> _EXERCISE_:
Convert the listing below into a Markdown table with two columns, Row and Line, giving each nonblank line its own numbered row. Leave the pictures out.

+++ LISTED ENTRIES +++

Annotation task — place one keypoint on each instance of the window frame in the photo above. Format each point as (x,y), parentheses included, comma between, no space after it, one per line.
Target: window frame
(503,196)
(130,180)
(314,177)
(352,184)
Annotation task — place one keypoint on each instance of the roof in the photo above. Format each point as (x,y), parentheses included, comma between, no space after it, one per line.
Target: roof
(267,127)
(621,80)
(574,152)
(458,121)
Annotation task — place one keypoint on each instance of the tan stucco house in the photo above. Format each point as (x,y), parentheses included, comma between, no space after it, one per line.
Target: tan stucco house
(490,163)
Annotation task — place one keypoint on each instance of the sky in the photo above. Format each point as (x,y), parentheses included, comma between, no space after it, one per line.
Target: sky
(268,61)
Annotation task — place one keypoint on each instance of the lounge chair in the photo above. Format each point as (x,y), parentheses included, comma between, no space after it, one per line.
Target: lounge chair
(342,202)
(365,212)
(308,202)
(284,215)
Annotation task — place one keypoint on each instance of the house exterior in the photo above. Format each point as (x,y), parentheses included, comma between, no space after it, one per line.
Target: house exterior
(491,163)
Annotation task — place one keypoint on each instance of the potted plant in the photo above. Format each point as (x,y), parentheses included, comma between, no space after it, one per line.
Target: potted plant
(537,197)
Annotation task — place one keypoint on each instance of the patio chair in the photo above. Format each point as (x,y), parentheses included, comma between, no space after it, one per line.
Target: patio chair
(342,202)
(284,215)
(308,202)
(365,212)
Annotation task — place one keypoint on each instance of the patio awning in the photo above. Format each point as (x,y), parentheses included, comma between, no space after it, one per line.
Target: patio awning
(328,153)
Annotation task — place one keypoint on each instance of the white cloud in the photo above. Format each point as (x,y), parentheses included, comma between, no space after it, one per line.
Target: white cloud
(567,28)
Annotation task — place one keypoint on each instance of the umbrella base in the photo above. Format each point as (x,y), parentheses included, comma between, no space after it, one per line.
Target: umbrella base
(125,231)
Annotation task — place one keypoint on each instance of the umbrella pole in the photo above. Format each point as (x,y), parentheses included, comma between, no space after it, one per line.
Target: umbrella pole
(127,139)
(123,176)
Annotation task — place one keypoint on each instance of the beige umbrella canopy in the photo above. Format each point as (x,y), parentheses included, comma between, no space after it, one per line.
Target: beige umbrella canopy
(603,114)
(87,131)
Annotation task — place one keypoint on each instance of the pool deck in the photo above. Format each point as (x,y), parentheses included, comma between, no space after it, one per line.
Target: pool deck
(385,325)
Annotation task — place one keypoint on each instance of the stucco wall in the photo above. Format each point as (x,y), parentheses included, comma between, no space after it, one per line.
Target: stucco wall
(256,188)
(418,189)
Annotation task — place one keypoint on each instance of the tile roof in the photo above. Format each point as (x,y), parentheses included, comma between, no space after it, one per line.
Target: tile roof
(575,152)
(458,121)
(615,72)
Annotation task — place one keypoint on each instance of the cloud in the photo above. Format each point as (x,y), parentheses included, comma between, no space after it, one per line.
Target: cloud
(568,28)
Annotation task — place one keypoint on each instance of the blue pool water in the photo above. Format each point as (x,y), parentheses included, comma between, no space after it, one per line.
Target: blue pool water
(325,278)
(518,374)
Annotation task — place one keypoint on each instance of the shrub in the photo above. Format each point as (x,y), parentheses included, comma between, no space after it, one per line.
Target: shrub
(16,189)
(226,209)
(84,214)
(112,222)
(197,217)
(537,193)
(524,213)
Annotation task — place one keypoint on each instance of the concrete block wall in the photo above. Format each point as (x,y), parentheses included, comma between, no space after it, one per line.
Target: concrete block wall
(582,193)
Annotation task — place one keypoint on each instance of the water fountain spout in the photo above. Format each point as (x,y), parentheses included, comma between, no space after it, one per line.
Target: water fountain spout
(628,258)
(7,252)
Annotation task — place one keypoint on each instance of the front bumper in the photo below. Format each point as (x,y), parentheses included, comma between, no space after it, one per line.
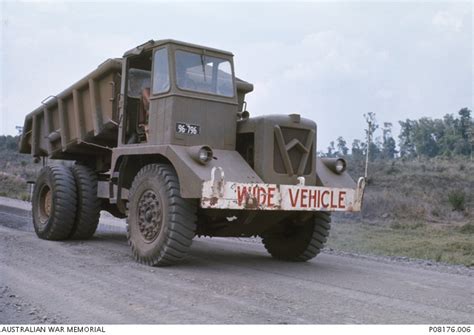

+++

> _EXERCISE OUTPUT_:
| Row | Line |
|---|---|
| 1 | Annotation task — place one keypoint on each instance of the window frame in the photo above. Format each point as (x,y), parentheses included, comma between, no space after it, one per line. |
| 2 | Target: window frame |
| 3 | (503,196) |
| 4 | (130,180) |
| 5 | (314,177) |
| 6 | (352,184) |
| 7 | Annotation task — place one keypoint on each instance of the roof in the photo above. Format each point as (x,y), parentheses included, comma between, no space after it, one per line. |
| 8 | Target: roof |
| 9 | (267,127) |
| 10 | (621,80) |
| 11 | (574,152) |
| 12 | (458,121) |
| 13 | Annotation task — place one keypoint on each instance of the tan stucco house in the photo above. Format each point as (x,y), parentheses included, comma between, no space after it, one per line. |
| 14 | Target: tan stucco house |
| 15 | (490,163) |
| 16 | Annotation task — place one keypoint on each instance of the sky in the photo above. Format each point as (x,y), parentheses included, comma between, no space after it, one per line. |
| 17 | Target: sky |
| 18 | (268,61) |
| 19 | Annotation task — place one keypoint on each instance of the lounge chair in the photo above. Format each point as (x,y), parentheses included, comma between, no space after it, one per line. |
| 20 | Target: lounge chair |
| 21 | (342,202) |
| 22 | (365,212) |
| 23 | (308,202) |
| 24 | (284,215) |
| 25 | Annotation task — place one keypoint on each instance of the house exterior in the photo above. Format each point as (x,y), parentheses included, comma between, no space after it, one per line. |
| 26 | Target: house exterior |
| 27 | (491,163) |
| 28 | Annotation task — place one keypoint on each instance of the potted plant in the photo above. Format each point as (x,y), parentheses included, comma between, no space after it, one per line. |
| 29 | Target: potted plant |
| 30 | (537,197) |
| 31 | Annotation task — place one keypoint on each instance of the patio chair in the photo above. Format each point as (x,y), parentheses included, comma between, no space after it, one per line. |
| 32 | Target: patio chair |
| 33 | (342,202) |
| 34 | (284,215) |
| 35 | (308,202) |
| 36 | (365,212) |
| 37 | Annotation task — place one keypoint on each instance of the patio awning in the photo above. Format each point as (x,y), parentheses included, comma between, no space after it, one per line. |
| 38 | Target: patio awning |
| 39 | (328,153) |
| 40 | Annotation task — place one keypoint on each instance of the white cloud in the photo above. Format each point as (x,y), parentheses included, comma between, no space after it, one per line. |
| 41 | Target: white cloud |
| 42 | (567,28) |
| 43 | Annotation task — place one keypoint on each instance of the umbrella base in the photo above. Format each point as (x,y), parentheses included, comma between, no space after it, one per line. |
| 44 | Target: umbrella base |
| 45 | (125,231) |
| 46 | Annotation task — place one keypoint on each instance of the umbrella pole in the photo above. Format each point as (x,y), parentheses included, comma between, no space after it, one per line. |
| 47 | Target: umbrella pole |
| 48 | (127,139) |
| 49 | (123,176) |
| 50 | Annotation task — place one keypoint on each instance of the beige umbrella canopy in the photo above. Format each point as (x,y), parentheses included, comma between, no space after it, one per line. |
| 51 | Target: beige umbrella canopy |
| 52 | (603,114) |
| 53 | (87,131) |
| 54 | Annotation task — place one keypoint on each instance of the pool deck in the photo above. Format each point as (x,y), parentheses included, comma between, no space after it, one per line. |
| 55 | Target: pool deck |
| 56 | (385,325) |
| 57 | Annotation task — place one keypoint on each instance of the stucco wall in the photo above. Format each point as (x,y), parentheses included, comma between, no space after it, one per line. |
| 58 | Target: stucco wall |
| 59 | (256,188) |
| 60 | (418,189) |
| 61 | Annotation task — place one keypoint on each instance of the tile roof in the photo above. Format each point as (x,y), parentheses included, comma between, no space after it, one per line. |
| 62 | Target: tile roof |
| 63 | (575,152) |
| 64 | (458,121) |
| 65 | (615,72) |
| 66 | Annotation task — place one keypoint on each instance of the cloud in the photo above. Format each point as (x,y), parentheses included, comma between, no space after it, one per line. |
| 67 | Target: cloud |
| 68 | (568,28) |
| 69 | Annotation task — place one keypoint on each instance of the blue pool water in the photo above. Format each point as (x,y), parentheses included, comma between, no space after it, one per line. |
| 70 | Target: blue pool water |
| 71 | (325,278) |
| 72 | (518,374) |
| 73 | Annotation task — place one keypoint on each instance of the shrub in the photo above. Format each point as (x,y), parentheses included, comma between, no space after it, one per line. |
| 74 | Target: shrub |
| 75 | (16,189) |
| 76 | (226,209) |
| 77 | (84,214) |
| 78 | (112,222) |
| 79 | (197,217) |
| 80 | (537,193) |
| 81 | (524,213) |
| 82 | Annotation task — place one keypoint on each instance of the concrete block wall in the photo above. Format each point as (x,y), parentheses included, comma between, no space after it, one per line. |
| 83 | Target: concrete block wall |
| 84 | (582,193) |
| 85 | Annotation task — place one keypoint on each instance of the water fountain spout in the photo above. Format each point as (x,y), parentheses included, comma between, no space after it, one per line. |
| 86 | Target: water fountain spout |
| 87 | (628,258) |
| 88 | (7,252) |
| 89 | Annotation task — place one keypoint on each instance of the front bumper in the photo below. Format each point as (x,y), parentheses included, comma between, no space after it, one per line. |